Data for processing:
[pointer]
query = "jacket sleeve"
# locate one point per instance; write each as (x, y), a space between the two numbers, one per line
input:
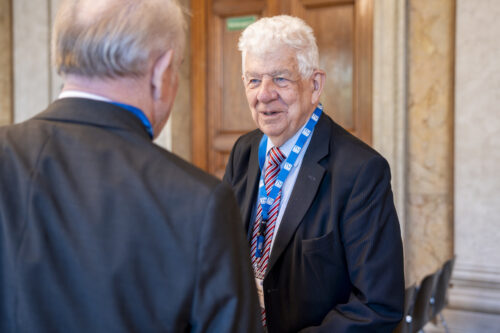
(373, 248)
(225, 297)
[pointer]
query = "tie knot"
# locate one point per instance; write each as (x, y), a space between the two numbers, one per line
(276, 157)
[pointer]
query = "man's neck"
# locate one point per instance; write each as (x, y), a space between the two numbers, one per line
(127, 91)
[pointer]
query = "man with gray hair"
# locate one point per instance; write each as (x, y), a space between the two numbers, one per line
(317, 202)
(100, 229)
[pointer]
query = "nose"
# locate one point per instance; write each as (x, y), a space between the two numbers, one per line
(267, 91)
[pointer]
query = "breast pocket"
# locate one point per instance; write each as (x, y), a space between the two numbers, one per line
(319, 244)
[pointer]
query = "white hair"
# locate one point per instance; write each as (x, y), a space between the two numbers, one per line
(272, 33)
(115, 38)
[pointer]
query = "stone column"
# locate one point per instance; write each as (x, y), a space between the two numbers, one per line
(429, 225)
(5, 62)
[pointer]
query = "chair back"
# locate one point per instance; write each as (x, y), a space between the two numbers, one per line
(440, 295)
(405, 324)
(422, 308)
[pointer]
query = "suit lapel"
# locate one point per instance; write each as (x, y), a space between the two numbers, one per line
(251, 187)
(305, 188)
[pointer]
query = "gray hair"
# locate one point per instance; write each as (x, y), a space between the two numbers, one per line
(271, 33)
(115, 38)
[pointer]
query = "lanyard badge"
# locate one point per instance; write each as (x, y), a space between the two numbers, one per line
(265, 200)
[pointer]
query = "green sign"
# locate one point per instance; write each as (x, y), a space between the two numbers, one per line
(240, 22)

What the task requires: Repeat each entry above word for word, leaving every picture out.

Result:
[pointer]
query = "jacket sleeve"
# locate one point per instance; write each as (x, y), a space between the two numbers, one per line
input:
(373, 248)
(225, 297)
[pointer]
query = "tie knot"
# locate one point per instance; write each as (x, y), a space between the two numbers, one per line
(276, 157)
[pointer]
query = "man's neck"
# locate one point per instance; write each as (x, y), a space between the two numbers, one per line
(127, 91)
[pointer]
query = "man with gray hair"
# locate one point per instance; write each as (x, y), a space between the two numbers, one per line
(317, 202)
(100, 229)
[pointer]
query = "nose"
# locate one point per instance; write each as (x, y), a space between the two numbers, one per line
(267, 91)
[pointer]
query = "breast pocket"
# locate one point per instance; write each as (x, y), a space between the two numbers, one per line
(319, 244)
[pointer]
query = "white hair"
# locate one point per instance; write each as (x, y), a space between the two numbers, one per line
(272, 33)
(115, 38)
[pointer]
query = "stone column"
# locate one point per instance; write each as (x, y), a space between the two numbers, one per line
(429, 225)
(5, 62)
[pointer]
query = "chair back"
# locate one point per instance; write each as (x, y), a space between the two numbers, one per line
(440, 295)
(405, 324)
(422, 308)
[pointer]
query = "suit lapel"
# locate one point per instance; write each as (x, y), a space between the two numbers, one per line
(251, 187)
(305, 188)
[pointer]
query = "gray hair"
# locate one point per instance; write each as (x, y), a space between the two numbers, one per line
(271, 33)
(115, 38)
[pointer]
query = "lanyard badge"
# locate one point per instance; write each as (x, y), a space between the two numbers, one per line
(265, 200)
[pointer]
query = "green sign"
# locate one point per instance; write each as (x, y), a space between the two numbers, one per line
(240, 22)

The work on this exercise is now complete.